» **SHORT PROBLEM**
Extract every line below, verbatim.
────────────────
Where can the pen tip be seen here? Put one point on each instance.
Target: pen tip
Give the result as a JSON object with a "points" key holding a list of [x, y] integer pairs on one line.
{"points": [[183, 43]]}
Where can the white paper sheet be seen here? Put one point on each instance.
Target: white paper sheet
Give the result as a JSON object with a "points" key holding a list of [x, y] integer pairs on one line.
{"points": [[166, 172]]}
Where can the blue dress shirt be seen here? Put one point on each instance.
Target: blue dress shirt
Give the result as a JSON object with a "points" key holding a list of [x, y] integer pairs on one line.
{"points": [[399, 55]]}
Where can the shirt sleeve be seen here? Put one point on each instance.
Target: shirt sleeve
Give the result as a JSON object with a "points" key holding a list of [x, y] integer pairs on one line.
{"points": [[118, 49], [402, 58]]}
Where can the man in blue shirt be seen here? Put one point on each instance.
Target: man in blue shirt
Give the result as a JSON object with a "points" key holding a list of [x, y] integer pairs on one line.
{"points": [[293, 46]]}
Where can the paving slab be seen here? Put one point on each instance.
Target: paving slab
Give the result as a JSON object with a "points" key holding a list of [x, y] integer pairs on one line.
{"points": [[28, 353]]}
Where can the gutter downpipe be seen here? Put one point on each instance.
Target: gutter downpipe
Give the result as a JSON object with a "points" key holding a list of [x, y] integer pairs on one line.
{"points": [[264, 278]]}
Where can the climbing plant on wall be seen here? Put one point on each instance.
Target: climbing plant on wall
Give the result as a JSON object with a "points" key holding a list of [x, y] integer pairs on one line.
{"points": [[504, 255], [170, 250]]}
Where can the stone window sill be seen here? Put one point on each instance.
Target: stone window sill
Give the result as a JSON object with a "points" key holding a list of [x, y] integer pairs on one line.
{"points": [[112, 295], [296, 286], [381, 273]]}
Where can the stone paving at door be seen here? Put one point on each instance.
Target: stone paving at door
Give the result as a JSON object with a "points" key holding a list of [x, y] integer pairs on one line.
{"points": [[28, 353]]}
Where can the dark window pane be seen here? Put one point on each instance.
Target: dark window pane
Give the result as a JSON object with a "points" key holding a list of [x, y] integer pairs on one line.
────────────────
» **IN RESPONSE**
Where can the pen tip be seen here? Put one point on each instance.
Target: pen tip
Give the result as a JSON object with a "points" key holding a list of [x, y] integer pairs on one line.
{"points": [[183, 43]]}
Where can the white paper sheet be seen here? Put one point on each instance.
Target: white paper sheet
Give the result as a JSON object with a "points" key holding a list of [x, y] integer pairs on one line.
{"points": [[166, 172]]}
Where can the blue dress shirt be seen here? Put one point on each instance.
Target: blue dress shirt
Give the result as a JSON object with a "points" key holding a list of [x, y] integer pairs on one line.
{"points": [[399, 55]]}
Where can the shirt sleeve be seen here? Put one point on each instance.
Target: shirt sleeve
Give the result as a JSON object with a "points" key holding a list of [x, y] integer pairs on one line.
{"points": [[118, 49], [402, 58]]}
Where can the man in blue shirt be seen here? Put one point on each instance.
Target: man in blue shirt
Give the result as a JSON object with a "points" key holding a list of [x, y] integer pairs on one line.
{"points": [[293, 46]]}
Where can the paving slab be seen here? Put one point on each instance.
Target: paving slab
Give the result as a JSON object with a "points" key holding a list of [x, y] integer pairs on one line.
{"points": [[28, 353]]}
Where can the gutter downpipe be seen here? Put one point on each instance.
Target: gutter downpipe
Give the result as a JSON object with a "points" key holding a list of [x, y] integer pairs on one line.
{"points": [[264, 278]]}
Where can the climbing plant on wall be seen here? Put one point on each instance.
Target: climbing plant on wall
Give the result as a JSON object with a "points" key holding a list of [x, y] integer pairs on one line.
{"points": [[504, 255], [170, 250]]}
Where can the stone window sill be seen here? Put one point on each instance.
Target: stone window sill
Give the result as a JSON object with a "points" key holding a list of [x, y] integer pairs on one line.
{"points": [[112, 295], [296, 286], [381, 273]]}
Where can the stone paving at door be seen here? Put one point on each instance.
Target: stone paving at door
Give the result as a JSON object with a "points" key holding a list of [x, y] integer pairs on one line.
{"points": [[28, 353]]}
Where can the dark window pane be seen here? Put one point on each instance.
Target: dark window pane
Give the result as a JSON object with a "points" key holding a list of [x, y] integer pairs on one line.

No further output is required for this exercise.